● **Task**:
Can you arrange the lines from the one containing "Put a dot on each instance of the light" through the end of the records as a Markdown table with two columns, Row for a running number and Line for the line itself, leaving out any blank lines?

● **Data lines**:
******

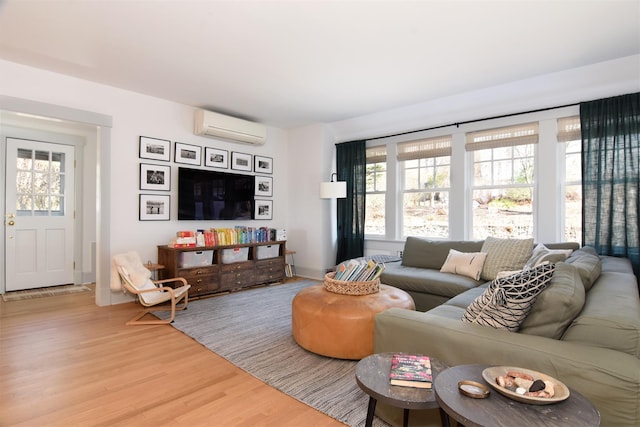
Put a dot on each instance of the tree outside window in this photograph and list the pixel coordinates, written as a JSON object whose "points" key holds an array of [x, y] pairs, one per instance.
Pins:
{"points": [[569, 134], [503, 181], [426, 167], [376, 182]]}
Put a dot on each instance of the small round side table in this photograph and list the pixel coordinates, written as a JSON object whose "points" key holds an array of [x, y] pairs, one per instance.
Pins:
{"points": [[372, 376], [498, 410]]}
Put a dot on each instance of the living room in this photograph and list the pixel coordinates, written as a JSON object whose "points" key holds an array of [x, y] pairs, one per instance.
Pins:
{"points": [[124, 116], [114, 118]]}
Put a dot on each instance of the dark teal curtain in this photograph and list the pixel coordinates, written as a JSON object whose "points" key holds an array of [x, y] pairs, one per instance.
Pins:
{"points": [[610, 183], [351, 164]]}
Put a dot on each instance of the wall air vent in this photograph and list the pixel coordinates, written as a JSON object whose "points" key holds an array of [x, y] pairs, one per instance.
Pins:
{"points": [[216, 125]]}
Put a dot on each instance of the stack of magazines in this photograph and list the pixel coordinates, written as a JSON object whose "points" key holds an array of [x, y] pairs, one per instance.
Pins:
{"points": [[358, 270]]}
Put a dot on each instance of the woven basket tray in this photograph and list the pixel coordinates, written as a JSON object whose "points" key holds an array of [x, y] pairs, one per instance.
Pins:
{"points": [[350, 288]]}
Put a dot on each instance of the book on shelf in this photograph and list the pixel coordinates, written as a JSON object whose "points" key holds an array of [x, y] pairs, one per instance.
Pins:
{"points": [[410, 370]]}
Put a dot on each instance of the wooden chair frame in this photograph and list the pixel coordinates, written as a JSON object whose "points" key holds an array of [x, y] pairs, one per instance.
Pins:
{"points": [[174, 300]]}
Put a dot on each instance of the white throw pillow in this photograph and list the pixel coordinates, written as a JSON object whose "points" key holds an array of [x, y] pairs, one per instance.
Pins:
{"points": [[464, 263], [542, 254]]}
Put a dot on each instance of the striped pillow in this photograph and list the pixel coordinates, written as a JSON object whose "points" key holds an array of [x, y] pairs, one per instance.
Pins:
{"points": [[506, 302]]}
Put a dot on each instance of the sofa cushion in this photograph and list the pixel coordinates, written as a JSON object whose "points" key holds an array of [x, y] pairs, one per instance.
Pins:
{"points": [[507, 302], [588, 263], [464, 299], [611, 315], [424, 253], [426, 280], [505, 255], [556, 306], [542, 254], [464, 263]]}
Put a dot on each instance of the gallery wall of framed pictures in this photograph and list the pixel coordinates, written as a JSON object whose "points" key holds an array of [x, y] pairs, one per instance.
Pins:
{"points": [[155, 178]]}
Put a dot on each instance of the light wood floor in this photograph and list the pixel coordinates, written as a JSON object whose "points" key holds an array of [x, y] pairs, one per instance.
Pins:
{"points": [[66, 362]]}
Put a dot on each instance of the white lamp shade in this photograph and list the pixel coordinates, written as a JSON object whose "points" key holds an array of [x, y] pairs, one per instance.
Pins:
{"points": [[333, 190]]}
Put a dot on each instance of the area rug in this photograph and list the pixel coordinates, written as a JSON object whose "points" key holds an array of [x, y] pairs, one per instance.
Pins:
{"points": [[43, 292], [252, 330]]}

******

● **Solution to this task**:
| Row | Line |
|---|---|
| 1 | Put a dot on each instance of the light wood floor in this photograph and list the pixel coordinates, written as a JSON object whose "points" key holds an array of [x, y] pairs, one per instance. |
| 2 | Pins: |
| 3 | {"points": [[66, 362]]} |
| 4 | Put a dot on each instance of the white lamp shade in this photograph and list the pixel coordinates, written as a JSON object whose "points" key holds an array of [x, y] pairs, one per instance. |
| 5 | Pins: |
| 6 | {"points": [[333, 190]]} |
| 7 | Put a dot on each instance of the area rug in this photograph and list the pixel coordinates, written as a JSON object whose "points" key holds an array of [x, y] pairs, one per instance. |
| 8 | Pins: |
| 9 | {"points": [[43, 292], [252, 330]]} |